How to complete this task
Line by line, return the data exactly as shown.

Data
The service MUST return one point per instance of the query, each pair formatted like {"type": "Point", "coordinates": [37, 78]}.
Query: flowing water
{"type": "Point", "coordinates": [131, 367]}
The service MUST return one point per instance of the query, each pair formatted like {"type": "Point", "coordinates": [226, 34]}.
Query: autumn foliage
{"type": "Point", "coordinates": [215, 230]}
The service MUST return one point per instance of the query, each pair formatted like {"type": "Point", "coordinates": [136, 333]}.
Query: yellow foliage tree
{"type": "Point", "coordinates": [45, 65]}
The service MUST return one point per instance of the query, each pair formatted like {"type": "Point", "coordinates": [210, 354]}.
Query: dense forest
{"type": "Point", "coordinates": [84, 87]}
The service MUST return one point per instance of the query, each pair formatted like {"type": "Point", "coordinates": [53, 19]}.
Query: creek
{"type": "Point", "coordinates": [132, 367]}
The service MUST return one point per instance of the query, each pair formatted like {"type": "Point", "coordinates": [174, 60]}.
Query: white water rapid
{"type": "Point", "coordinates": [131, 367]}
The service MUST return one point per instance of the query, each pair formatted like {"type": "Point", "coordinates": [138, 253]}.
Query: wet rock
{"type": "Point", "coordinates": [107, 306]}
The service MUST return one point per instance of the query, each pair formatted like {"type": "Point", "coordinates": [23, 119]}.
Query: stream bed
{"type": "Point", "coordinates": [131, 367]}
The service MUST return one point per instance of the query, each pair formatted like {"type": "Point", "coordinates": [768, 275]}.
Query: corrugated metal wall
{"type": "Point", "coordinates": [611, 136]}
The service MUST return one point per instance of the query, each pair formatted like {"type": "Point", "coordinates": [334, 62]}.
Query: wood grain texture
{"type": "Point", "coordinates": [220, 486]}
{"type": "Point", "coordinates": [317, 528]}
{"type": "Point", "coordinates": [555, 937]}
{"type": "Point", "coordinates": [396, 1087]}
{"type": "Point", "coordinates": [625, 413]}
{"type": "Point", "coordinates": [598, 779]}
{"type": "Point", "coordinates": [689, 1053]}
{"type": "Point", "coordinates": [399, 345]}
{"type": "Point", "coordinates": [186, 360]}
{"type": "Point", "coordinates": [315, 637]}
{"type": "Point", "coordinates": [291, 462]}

Answer area
The service MUST return one point per instance of the query, each pair formatted like {"type": "Point", "coordinates": [37, 78]}.
Query: flowing water
{"type": "Point", "coordinates": [131, 367]}
The service MUST return one point per instance of the query, each pair formatted like {"type": "Point", "coordinates": [226, 34]}.
Query: autumn foliage
{"type": "Point", "coordinates": [215, 230]}
The service MUST return one point per instance of the query, each pair formatted like {"type": "Point", "coordinates": [136, 333]}.
Query: yellow foliage tree
{"type": "Point", "coordinates": [45, 65]}
The service MUST return one point per instance of the query, each pair formatted like {"type": "Point", "coordinates": [210, 354]}.
Query: dense forest
{"type": "Point", "coordinates": [84, 87]}
The service MUST return one point per instance of the query, each pair formatted like {"type": "Point", "coordinates": [53, 19]}.
Query: creek
{"type": "Point", "coordinates": [132, 367]}
The service MUST return one point per instance of the query, each pair formatted like {"type": "Point", "coordinates": [174, 60]}.
Query: white water rapid
{"type": "Point", "coordinates": [131, 367]}
The service MUST return one point per instance of the query, each pair formatted like {"type": "Point", "coordinates": [138, 253]}.
Query: wet rock
{"type": "Point", "coordinates": [107, 306]}
The service MUST return one point per instance of the query, each pair formatted like {"type": "Point", "coordinates": [23, 119]}.
Query: stream bed
{"type": "Point", "coordinates": [131, 367]}
The service MUST return one point per instance of the query, each pair formatted like {"type": "Point", "coordinates": [768, 275]}.
Query: corrugated metal wall
{"type": "Point", "coordinates": [611, 136]}
The service MUST return one point per instance of the query, each pair formatted like {"type": "Point", "coordinates": [334, 62]}.
Query: wood grain texture
{"type": "Point", "coordinates": [220, 486]}
{"type": "Point", "coordinates": [317, 528]}
{"type": "Point", "coordinates": [555, 937]}
{"type": "Point", "coordinates": [396, 1087]}
{"type": "Point", "coordinates": [625, 413]}
{"type": "Point", "coordinates": [598, 779]}
{"type": "Point", "coordinates": [689, 1053]}
{"type": "Point", "coordinates": [399, 345]}
{"type": "Point", "coordinates": [186, 360]}
{"type": "Point", "coordinates": [315, 637]}
{"type": "Point", "coordinates": [291, 462]}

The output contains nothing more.